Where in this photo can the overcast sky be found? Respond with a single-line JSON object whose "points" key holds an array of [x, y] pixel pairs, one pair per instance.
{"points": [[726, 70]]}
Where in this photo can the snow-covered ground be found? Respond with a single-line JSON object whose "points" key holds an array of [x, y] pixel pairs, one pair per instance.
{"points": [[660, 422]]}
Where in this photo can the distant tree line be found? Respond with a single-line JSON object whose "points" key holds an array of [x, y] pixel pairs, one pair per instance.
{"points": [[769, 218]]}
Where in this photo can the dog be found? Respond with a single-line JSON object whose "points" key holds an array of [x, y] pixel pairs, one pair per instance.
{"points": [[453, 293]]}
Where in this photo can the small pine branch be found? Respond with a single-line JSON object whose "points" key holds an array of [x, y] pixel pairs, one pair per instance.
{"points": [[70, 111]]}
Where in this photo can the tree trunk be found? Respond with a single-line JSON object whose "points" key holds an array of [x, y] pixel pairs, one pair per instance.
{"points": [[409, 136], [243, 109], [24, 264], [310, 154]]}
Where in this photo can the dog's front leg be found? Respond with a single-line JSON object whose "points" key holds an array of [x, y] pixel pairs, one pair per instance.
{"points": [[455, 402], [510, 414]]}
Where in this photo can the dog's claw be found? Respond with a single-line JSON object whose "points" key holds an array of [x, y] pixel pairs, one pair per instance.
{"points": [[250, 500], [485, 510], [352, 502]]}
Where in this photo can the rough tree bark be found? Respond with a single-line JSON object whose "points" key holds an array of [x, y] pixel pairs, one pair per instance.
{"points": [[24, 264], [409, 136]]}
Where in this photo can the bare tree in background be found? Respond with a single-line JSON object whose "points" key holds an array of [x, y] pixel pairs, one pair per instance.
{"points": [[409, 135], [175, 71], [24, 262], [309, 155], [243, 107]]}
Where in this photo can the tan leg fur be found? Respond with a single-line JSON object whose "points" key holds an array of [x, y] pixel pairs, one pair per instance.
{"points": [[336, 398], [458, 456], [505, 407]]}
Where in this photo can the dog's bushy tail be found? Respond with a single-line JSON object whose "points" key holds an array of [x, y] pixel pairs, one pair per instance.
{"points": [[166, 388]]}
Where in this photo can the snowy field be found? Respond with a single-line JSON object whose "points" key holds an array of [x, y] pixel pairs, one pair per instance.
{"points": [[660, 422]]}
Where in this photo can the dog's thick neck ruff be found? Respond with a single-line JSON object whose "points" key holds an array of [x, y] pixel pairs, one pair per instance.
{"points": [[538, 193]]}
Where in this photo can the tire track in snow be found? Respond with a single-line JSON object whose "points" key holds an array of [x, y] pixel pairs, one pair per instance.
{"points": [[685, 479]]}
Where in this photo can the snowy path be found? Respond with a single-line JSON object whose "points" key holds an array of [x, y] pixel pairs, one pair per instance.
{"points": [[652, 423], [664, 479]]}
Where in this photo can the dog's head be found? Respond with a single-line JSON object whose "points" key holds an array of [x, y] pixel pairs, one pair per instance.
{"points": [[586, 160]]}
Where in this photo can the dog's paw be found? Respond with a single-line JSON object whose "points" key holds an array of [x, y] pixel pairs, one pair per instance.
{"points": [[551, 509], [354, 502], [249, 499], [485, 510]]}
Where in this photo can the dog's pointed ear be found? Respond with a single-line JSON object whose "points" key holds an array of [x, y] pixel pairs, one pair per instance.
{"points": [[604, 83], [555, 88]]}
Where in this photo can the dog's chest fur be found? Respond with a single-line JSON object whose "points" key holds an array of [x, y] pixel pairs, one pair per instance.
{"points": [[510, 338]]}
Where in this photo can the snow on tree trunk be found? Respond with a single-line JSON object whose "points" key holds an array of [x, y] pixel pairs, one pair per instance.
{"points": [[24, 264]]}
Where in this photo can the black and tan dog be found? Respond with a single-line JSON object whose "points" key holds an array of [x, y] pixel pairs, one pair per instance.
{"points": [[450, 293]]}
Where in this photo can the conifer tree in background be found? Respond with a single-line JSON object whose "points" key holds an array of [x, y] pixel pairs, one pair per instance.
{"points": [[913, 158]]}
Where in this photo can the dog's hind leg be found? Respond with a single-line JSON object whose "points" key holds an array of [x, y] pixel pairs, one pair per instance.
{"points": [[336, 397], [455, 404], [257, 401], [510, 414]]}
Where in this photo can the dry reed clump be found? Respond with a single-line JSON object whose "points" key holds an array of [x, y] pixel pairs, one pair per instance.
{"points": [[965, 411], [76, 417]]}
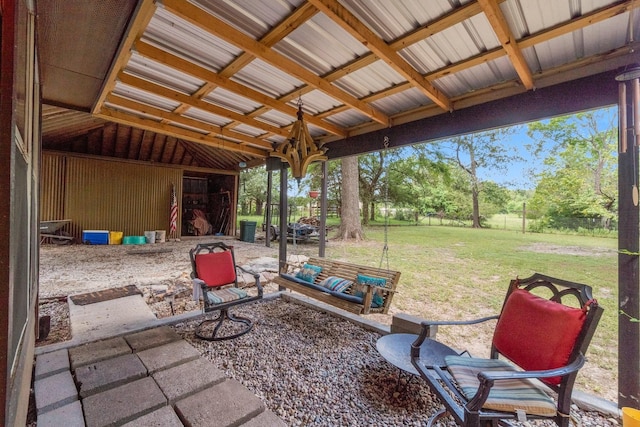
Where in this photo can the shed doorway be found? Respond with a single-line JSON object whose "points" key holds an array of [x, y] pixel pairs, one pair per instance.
{"points": [[207, 202]]}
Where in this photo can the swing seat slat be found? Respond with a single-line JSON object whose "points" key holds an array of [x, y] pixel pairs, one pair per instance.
{"points": [[344, 300]]}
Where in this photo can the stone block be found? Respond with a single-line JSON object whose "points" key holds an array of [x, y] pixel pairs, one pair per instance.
{"points": [[188, 378], [233, 405], [97, 377], [97, 351], [168, 355], [52, 363]]}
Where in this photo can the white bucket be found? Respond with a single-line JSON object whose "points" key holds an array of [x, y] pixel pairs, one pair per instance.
{"points": [[150, 236], [161, 236]]}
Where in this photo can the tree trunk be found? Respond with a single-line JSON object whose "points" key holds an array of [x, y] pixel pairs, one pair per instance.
{"points": [[350, 226], [475, 190]]}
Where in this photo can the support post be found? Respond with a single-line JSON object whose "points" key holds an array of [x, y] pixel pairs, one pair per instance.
{"points": [[628, 245], [268, 211], [323, 210], [283, 220]]}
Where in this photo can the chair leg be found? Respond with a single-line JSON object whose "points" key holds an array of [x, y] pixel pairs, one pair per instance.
{"points": [[222, 316], [435, 417]]}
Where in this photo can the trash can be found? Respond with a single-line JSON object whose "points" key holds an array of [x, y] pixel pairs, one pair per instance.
{"points": [[248, 231]]}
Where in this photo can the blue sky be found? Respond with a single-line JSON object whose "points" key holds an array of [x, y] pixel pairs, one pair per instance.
{"points": [[518, 174]]}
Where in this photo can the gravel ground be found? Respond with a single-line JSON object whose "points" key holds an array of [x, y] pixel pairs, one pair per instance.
{"points": [[309, 367], [312, 368]]}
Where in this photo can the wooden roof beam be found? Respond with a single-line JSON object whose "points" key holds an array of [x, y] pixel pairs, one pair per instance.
{"points": [[217, 80], [298, 17], [198, 103], [348, 22], [508, 41], [143, 16], [167, 116], [221, 29], [178, 132]]}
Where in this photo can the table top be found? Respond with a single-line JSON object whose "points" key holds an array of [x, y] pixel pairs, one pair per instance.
{"points": [[396, 349]]}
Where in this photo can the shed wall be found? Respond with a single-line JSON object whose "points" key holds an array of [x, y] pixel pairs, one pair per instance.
{"points": [[107, 195]]}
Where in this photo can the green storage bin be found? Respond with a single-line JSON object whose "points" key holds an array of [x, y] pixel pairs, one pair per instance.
{"points": [[248, 231]]}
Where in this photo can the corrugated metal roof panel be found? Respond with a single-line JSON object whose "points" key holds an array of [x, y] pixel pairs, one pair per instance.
{"points": [[365, 81], [267, 79], [250, 16], [231, 101], [248, 130], [162, 74], [177, 36], [276, 118], [348, 118], [476, 78], [149, 98], [316, 102], [206, 117], [403, 101], [320, 45], [392, 19]]}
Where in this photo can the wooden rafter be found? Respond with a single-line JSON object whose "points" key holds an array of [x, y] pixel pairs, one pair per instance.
{"points": [[381, 49], [228, 33], [198, 103], [178, 132], [508, 41], [145, 12], [217, 80]]}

__What is required__: Your reply should be the entries above, repeated exactly and free of pictures.

__Answer below__:
Where in this photo can the overcast sky be found? Respond with a single-line JSON object whose "points" key holds an array of [x, y] pixel pairs, one pair per instance.
{"points": [[726, 70]]}
Where in this photo can the snow-covered ground be found? Respond with a single-line JSON object whose "points" key holds an array of [x, y] pixel pairs, one pair per instance.
{"points": [[660, 422]]}
Where in this photo can the distant tree line be found? Respond with a single-line JSON object whose "points" key holds an array of [x, y] pixel pairs, one pair per instance.
{"points": [[769, 218]]}
Where in this photo can the dog be found? Respond with a single-line JSON object whose "points" key holds an array of [x, y] pixel pairs, one pair per instance.
{"points": [[453, 293]]}
Where in this photo can the small pine branch be found? Respond with a single-line JSON object whose "points" key holds an array of [x, y] pixel pairs, one pair per instance.
{"points": [[70, 111]]}
Where in this photo can the tree trunk be found? Respond with a single-line JSON object whose "points" key holds an array of [x, y] pixel pairs, one pair per instance.
{"points": [[409, 136], [243, 109], [24, 264], [310, 154]]}
Where in this photo can the dog's front leg be found? Respond with a single-line JSON object whose "points" key holds an array of [x, y] pixel pairs, one pair per instance.
{"points": [[455, 402], [510, 414]]}
Where in this photo can the dog's claw be found? Respond with a single-line JSON object whose "points" key holds an array of [x, y] pixel pairs, one pair per instance.
{"points": [[250, 500], [485, 510], [352, 502]]}
Where in this photo can the rough tree bark be found? Respond with a single-line JSON object whose "points" key holds an array of [x, y] pixel pairs, one pair per instance.
{"points": [[24, 264], [409, 136]]}
Where in this photo can the bare tree in background be found? Respond with a single-line JSON object whose "points" key holds an array of [x, y] pixel pairs, one pair per instance.
{"points": [[409, 135], [175, 71], [24, 262], [309, 155], [243, 107]]}
Where in this photo can the tan leg fur be found? Respond with a single-line JSON object whose "points" key holds an array of [x, y] pixel pairs, one pair per instance.
{"points": [[336, 398], [458, 456], [505, 407]]}
Where in this photo can the dog's bushy tail be found? Respond with a single-line JSON object whose "points" key holds an array of [x, y] pixel pairs, one pair per instance.
{"points": [[166, 388]]}
Where in this photo can the snowy field be found? Respond with a single-line JSON object whose "points" key holds an array of [x, y] pixel pairs, one pair per instance.
{"points": [[660, 422]]}
Where in this photo can the dog's thick neck ruff be found? Respond with a single-line JSON object whose "points" key holds an array of [x, y] pixel pairs, one pair per instance.
{"points": [[538, 193]]}
Where in this photo can the tire track in snow be found? Respond with a single-line JSON object whose "points" key holds an array of [x, y] pixel pairs, one pair per instance.
{"points": [[685, 479]]}
Where in this photo can the snowy path be found? Respond with a single-line JSON object whose "points" key holds an array of [x, y] pixel pairs, one pair per instance.
{"points": [[652, 423], [664, 479]]}
Where in this photo can the dog's head be found? Respond with a single-line JSON object whose "points" key holds an array of [x, y] pixel pairs, one pair per instance.
{"points": [[586, 160]]}
Where in this photo can the dog's paw be found? Respond with a single-line JSON object whose "points" key holds an array of [x, y] pixel pairs, one pair per instance.
{"points": [[551, 509], [354, 502], [249, 499], [485, 510]]}
Where in this photo can the dog's pointed ear be found? Respond with a single-line JSON object whose "points" key holds an array of [x, y] pixel pairs, one pair per instance.
{"points": [[604, 83], [555, 88]]}
Where in this photo can the dog's chest fur be found? Respond with a single-line JSON object whose "points" key holds an array of [x, y] pixel pairs, one pair per instance.
{"points": [[510, 338]]}
Where in this photo can the snow on tree trunk be found? Respond with a single-line JSON object whose "points" key holds an array of [x, y] pixel pairs, one pair per instance.
{"points": [[24, 264]]}
Where in this photo can the black and tan dog be found? Respond with a single-line JSON object whose "points" key holds an array of [x, y] pixel pairs, one pair per instance.
{"points": [[450, 293]]}
Where in this photo can the conifer tree in background be found? Respond with a single-line JSON object whose "points" key holds an array of [x, y] pixel pairs, one pair per instance.
{"points": [[913, 158]]}
Where in this photo can the dog's hind leg be found? Respond with a single-line JSON object whose "points" key holds an array of [x, y] pixel pairs, one pair per instance.
{"points": [[336, 397], [455, 404], [257, 401], [510, 414]]}
Where in this photo can the dry reed clump be found? Respond with a single-line JSON object whose "points" key holds an array of [x, y] pixel pairs, one pair per instance.
{"points": [[965, 411], [76, 417]]}
Where in this photo can the shed doorway be found? Respond with a single-line JSON object whose "points" key holds an array of [x, y] pixel pairs, one pair per instance.
{"points": [[207, 202]]}
Where in this photo can the swing seat slat be found? Respond with a single-line JSON object whose "points" key holds an array of [x, y] pixel pairs, one pair per instance.
{"points": [[344, 300]]}
Where in this photo can the stone block be found? Respond with a single-line JSON object whose "points" key holds an array of [x, y] pixel pairs, one pair per instance.
{"points": [[188, 378], [233, 405], [97, 377], [97, 351], [168, 355], [52, 363]]}
Where in this photo can the white bucket be found? Respond with a single-line JSON object whose "points" key holds an array of [x, y] pixel pairs, one pair per instance.
{"points": [[150, 236], [161, 236]]}
Where in this photo can the tree trunk be found? Respond with a single-line JSON object whose "points" key holds an array of [x, y] pixel pairs, one pair per instance.
{"points": [[350, 226], [475, 190]]}
Where in this photo can the support post be found? Respond with a single-line JSON object whose "points" key holds an array of [x, y] pixel pairs, one pair per instance.
{"points": [[628, 245], [268, 211], [323, 210], [283, 220]]}
Where in this photo can the chair leg be found? Respond with a single-line JSON object whose "points" key holds an array of [x, y] pixel pairs, one pair per instance.
{"points": [[222, 316], [435, 417]]}
Where in this photo can the trash can be found? Respond with a single-line JSON object whose "points" key holds an array of [x, y] pixel pairs, one pair per instance.
{"points": [[248, 231]]}
Where in this photo can the blue sky be found? Respond with a single-line JSON object whose "points" key holds an array of [x, y] pixel pairs, one pair per instance.
{"points": [[518, 174]]}
Where in this photo can the gravel ground be found? Respond with a single-line JSON object whose "points" key holds an array of [x, y] pixel pairs, one pair per instance.
{"points": [[309, 367], [312, 368]]}
Where in this photo can the wooden roof beam be found? Respond with a single-line JSON object whose "points" key holds an array of [x, y] pixel pairs, one pair per instance.
{"points": [[217, 80], [298, 17], [198, 103], [348, 22], [508, 41], [143, 16], [167, 116], [221, 29], [178, 132]]}
Where in this photo can the table top be found? Respond with a single-line JSON object whose "points" key holds an array of [x, y] pixel pairs, one pair per instance.
{"points": [[396, 349]]}
Where in this photo can the shed wall be found? Respond with a single-line JSON object whose "points" key holds an array of [x, y] pixel pairs, one pair per instance.
{"points": [[107, 195]]}
Where in this photo can the green storage bin be found? Respond with a single-line JSON object whose "points" key holds an array of [x, y] pixel pairs, one pair per instance.
{"points": [[248, 231]]}
Where in this photo can the corrugated metal roof panel be found? Respond with a single-line JSON object whose "points" key holds an array of [x, y] pixel pairs, one pair per instance.
{"points": [[365, 81], [267, 79], [250, 16], [231, 101], [248, 130], [162, 74], [177, 36], [276, 118], [348, 118], [476, 78], [149, 98], [316, 102], [206, 117], [403, 101], [320, 45], [392, 19]]}
Where in this photo can the wooden rafter be found? Respond with a single-line JSON object whose "points" key holds an array of [x, y] pixel pairs, one pair per instance.
{"points": [[381, 49], [228, 33], [198, 103], [178, 132], [508, 41], [145, 12], [217, 80]]}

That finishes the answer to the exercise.